◆ **Votre objectif**:
Recopiez mot pour mot le passage de l'extrait ci-dessous sur la préservation numérique qui va de « Dématérialisation et ubiquité » à « numérique : la dématérialisation. », ces deux bornes incluses.

Les petites cases

L'expression « digital preservation » est-elle pertinente ?

Deux ans que je travaille sur un projet pour mettre en place un « système de préservation » et, finalement, j'en viens à me poser cette question toute simple : l'expression « digital preservation » (traduite par le néologisme « préservation numérique ») est-elle pertinente ?
Rien n'est moins sûr quand je dresse le bilan du travail accompli, je dirais même que cette expression est l'arbre qui cache la forêt. Au final, j'ai l'impression qu'elle a fait croire que le problème se résoudrait par des moyens ou des compétences techniques, alors qu'il n'en est rien, les actions des futurs conservateurs/gestionnaires de collection numérique seront bien les mêmes que leurs collègues qui s'occupent des collections traditionnelles, ce sont les outils et les connaissances qui diffèrent et non les compétences.

Replaçons l'enjeu

« la conservation de l'information sous forme numérique est beaucoup plus complexe que la conservation de l'information sur supports papier ou film. Ceci n’est pas seulement un problème pour les Archives traditionnelles, mais également pour de nombreux organismes qui, jusque-là, n’avaient jamais eu conscience d'assurer une fonction d'archivage. »
Cette phrase tirée du modèle OAIS est fondamentale, car elle pose la problématique : la conservation de l'information sous forme numérique est l'affaire de tous et, non plus simplement, de l'archiviste/documentaliste/professionnels de l'information dont le bureau est au fond du couloir troisième porte à gauche au niveau -3.

Pourquoi cette particularité ?

Dématérialisation et ubiquité

Il existe une différence fondamentale entre l'information sur le support traditionnel et l'information numérique : la dématérialisation.

Comme pour le support traditionnel contenu et support sont indissociables, la conservation du support « suffit » pour conserver le contenu. Mais, dans la mesure où l'information numérique est un train de bits, il est nécessaire de disposer de l'environnement matériel et logiciel adéquat pour pouvoir y accéder, la consulter, l'utiliser. La séparation entre le « support » physique ou virtuel (le logiciel) et le contenu rend a priori plus complexe la conservation de l'information numérique.

◆ **Informations fournies**:
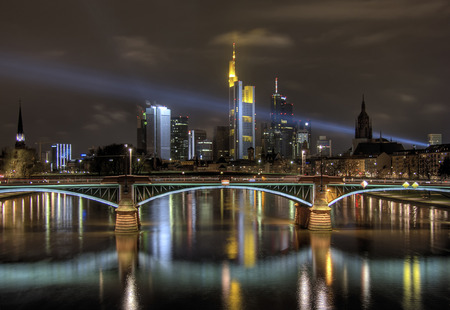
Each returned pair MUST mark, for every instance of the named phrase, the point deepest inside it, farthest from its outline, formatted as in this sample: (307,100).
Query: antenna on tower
(234,51)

◆ **Réponse rédigée**:
Dématérialisation et ubiquité

Il existe une différence fondamentale entre l'information sur le support traditionnel et l'information numérique : la dématérialisation.